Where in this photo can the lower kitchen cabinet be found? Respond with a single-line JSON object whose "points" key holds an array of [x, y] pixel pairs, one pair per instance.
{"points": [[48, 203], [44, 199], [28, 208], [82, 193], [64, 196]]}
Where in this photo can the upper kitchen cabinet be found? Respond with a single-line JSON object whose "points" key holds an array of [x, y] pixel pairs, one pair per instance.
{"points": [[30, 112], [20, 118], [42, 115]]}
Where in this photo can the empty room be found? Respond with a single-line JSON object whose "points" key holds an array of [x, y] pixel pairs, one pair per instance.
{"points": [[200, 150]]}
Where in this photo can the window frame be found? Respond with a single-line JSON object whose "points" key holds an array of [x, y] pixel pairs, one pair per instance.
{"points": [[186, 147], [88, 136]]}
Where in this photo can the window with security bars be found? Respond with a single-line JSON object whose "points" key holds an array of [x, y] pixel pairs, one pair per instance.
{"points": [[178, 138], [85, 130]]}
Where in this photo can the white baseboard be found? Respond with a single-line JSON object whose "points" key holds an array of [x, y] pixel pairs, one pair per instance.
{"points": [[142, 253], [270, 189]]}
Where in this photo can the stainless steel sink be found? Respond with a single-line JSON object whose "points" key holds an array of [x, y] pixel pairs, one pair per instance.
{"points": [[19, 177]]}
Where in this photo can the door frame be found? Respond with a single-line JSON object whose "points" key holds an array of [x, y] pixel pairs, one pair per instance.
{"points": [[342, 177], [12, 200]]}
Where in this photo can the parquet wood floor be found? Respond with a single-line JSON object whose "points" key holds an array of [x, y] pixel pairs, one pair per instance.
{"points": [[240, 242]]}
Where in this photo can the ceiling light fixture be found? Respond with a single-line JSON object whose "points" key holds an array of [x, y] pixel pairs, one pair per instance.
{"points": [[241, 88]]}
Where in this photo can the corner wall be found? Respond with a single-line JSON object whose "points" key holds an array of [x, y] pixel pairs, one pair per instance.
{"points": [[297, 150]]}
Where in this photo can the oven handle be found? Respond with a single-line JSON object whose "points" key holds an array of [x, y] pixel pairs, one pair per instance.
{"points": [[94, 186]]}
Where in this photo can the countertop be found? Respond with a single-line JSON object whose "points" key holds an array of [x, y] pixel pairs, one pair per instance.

§ Written request
Provide an exact reproduction of all the entries shown above.

§ Right answer
Where in this photo can the lower kitchen cabinet be found? Respond with a single-line JSON object whose "points" key holds an array of [x, y] pixel pairs, one pair per instance.
{"points": [[48, 203], [44, 199], [28, 208], [82, 193], [64, 196]]}
Where in this photo can the upper kitchen cabinet be found? Respond with a single-line JSON object whose "points" key holds an array of [x, y] pixel pairs, one pair per instance.
{"points": [[30, 112], [20, 118], [42, 115]]}
Where in this photo can the empty room be found? Respond with a single-line JSON object whose "points" key holds an array of [x, y] pixel pairs, one pair per instance.
{"points": [[200, 150]]}
Where in this photo can the window frame be found? Respond with a single-line JSON object whose "points" key holds an array of [x, y] pixel pairs, one pair per instance.
{"points": [[186, 147], [88, 136]]}
Where in this photo can the window with security bars be found? Respond with a single-line JSON object whose "points" key holds an array of [x, y] pixel pairs, one pair per instance.
{"points": [[178, 138], [85, 130]]}
Where in this photo can the white baseboard be found? Respond with a single-line JSON object whose "points" key holds an array of [x, y] pixel pairs, one pair per instance.
{"points": [[142, 253], [270, 189]]}
Where in this photo can the stainless steel sink be found? Respond with a single-line JSON object whose "points" key holds an array of [x, y] pixel pairs, one pair per instance.
{"points": [[19, 177]]}
Where in this photo can the door frame be found? Respond with a single-line JSON object whose "points" key holds an array of [x, y] pixel pairs, one pair per instance.
{"points": [[342, 177], [12, 200]]}
Where in this photo can the parquet wood floor be found? Respond with a single-line JSON object whose "points" key holds an array of [x, y] pixel pairs, one pair per instance.
{"points": [[240, 242]]}
Where in this photo can the ceiling light fixture be found? Respond with a single-line JSON object whose "points" key holds an array of [x, y] pixel pairs, one pair per instance.
{"points": [[241, 88]]}
Where in this photo can the corner wall be found? Respond with a single-line JSON object whose "points" key holds an array of [x, y] pixel pairs, one pair per instance.
{"points": [[297, 150]]}
Where in this photo can the oven handle be found? Respond with a single-line JSON object whose "points" key holds an array of [x, y] pixel pairs, one pair per instance.
{"points": [[94, 186]]}
Where in this photo can the countertop be found? Respond with a single-line JSON object whose "points" key holds an array of [x, y] pixel pairs, one pair per instance.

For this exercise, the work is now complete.